Re: Replacement for DefaultAnalyzer

Posted by Lewis John Mcgibbney <le...@gmail.com>.
Hi Suneel,

On Sat, May 9, 2015 at 11:21 AM, Suneel Marthi <sm...@apache.org> wrote:

> Mahout 0.9 and 0.10.0 are using Lucene 4.6.1. There's been a change in the
> TokenStream workflow in Lucene post-Lucene 4.5.
>

Yes I know that after looking into the codebase. Thanks for clarifying!


>
> What exactly are u trying to do and where is it u r stuck now? It would
> help if u posted a code snippet or something.
>
>
In particular I am working on the following implementation [0] which uses
the following code

TokenStream stream = analyzer.reusableTokenStream(key.toString(), new
StringReader(sContent.toString()));

Of note here is that the analyzer object is instantiated as of type
DefaultAnalyzer [1]. It is further noted that the analyzer.reusableTokenStream
API is deprecated as you've noted so I am just wondering what the suggested
API semantics are in order to achieve the desired upgrade.
Thanks in advance again for any input.
Lewis

[0]
https://github.com/DigitalPebble/behemoth/blob/master/mahout/src/main/java/com/digitalpebble/behemoth/mahout/LuceneTokenizerMapper.java#L52-L53
[1]
http://svn.apache.org/repos/asf/mahout/tags/mahout-0.7/core/src/main/java/org/apache/mahout/vectorizer/DefaultAnalyzer.java

Re: Replacement for DefaultAnalyzer

Posted by Suneel Marthi <sm...@apache.org>.
Mahout 0.9 and 0.10.0 are using Lucene 4.6.1. There's been a change in the
TokenStream workflow in Lucene post-Lucene 4.5.

*Records from a collection*:

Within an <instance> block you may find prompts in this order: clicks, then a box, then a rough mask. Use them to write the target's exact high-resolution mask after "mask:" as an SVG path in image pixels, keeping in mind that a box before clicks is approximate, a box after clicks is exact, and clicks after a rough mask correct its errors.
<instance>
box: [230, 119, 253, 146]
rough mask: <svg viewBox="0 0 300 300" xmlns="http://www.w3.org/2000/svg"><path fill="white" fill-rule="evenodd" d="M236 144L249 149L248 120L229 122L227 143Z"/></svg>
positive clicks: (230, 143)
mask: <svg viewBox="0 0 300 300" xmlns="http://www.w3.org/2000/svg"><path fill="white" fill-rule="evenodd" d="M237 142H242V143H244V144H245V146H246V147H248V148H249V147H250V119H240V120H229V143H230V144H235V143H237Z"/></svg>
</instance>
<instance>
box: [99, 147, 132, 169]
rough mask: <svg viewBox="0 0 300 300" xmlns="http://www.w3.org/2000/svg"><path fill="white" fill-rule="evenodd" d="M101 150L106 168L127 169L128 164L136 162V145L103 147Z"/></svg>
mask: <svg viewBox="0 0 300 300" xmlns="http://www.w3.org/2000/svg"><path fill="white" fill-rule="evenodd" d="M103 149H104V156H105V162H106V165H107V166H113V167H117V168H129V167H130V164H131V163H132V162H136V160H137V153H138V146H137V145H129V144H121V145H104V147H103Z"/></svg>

*About this task*: Quote the DefaultAnalyzer thread between "On Sat, May" and "snippet or something.", inclusive. The listing has nothing to do with the DefaultAnalyzer thread.

*Exercise solution*:
On Sat, May 9, 2015 at 11:21 AM, Suneel Marthi <sm...@apache.org> wrote:

> Mahout 0.9 and 0.10.0 are using Lucene 4.6.1. There's been a change in the
> TokenStream workflow in Lucene post-Lucene 4.5.
>

Yes I know that after looking into the codebase. Thanks for clarifying!


>
> What exactly are u trying to do and where is it u r stuck now? It would
> help if u posted a code snippet or something.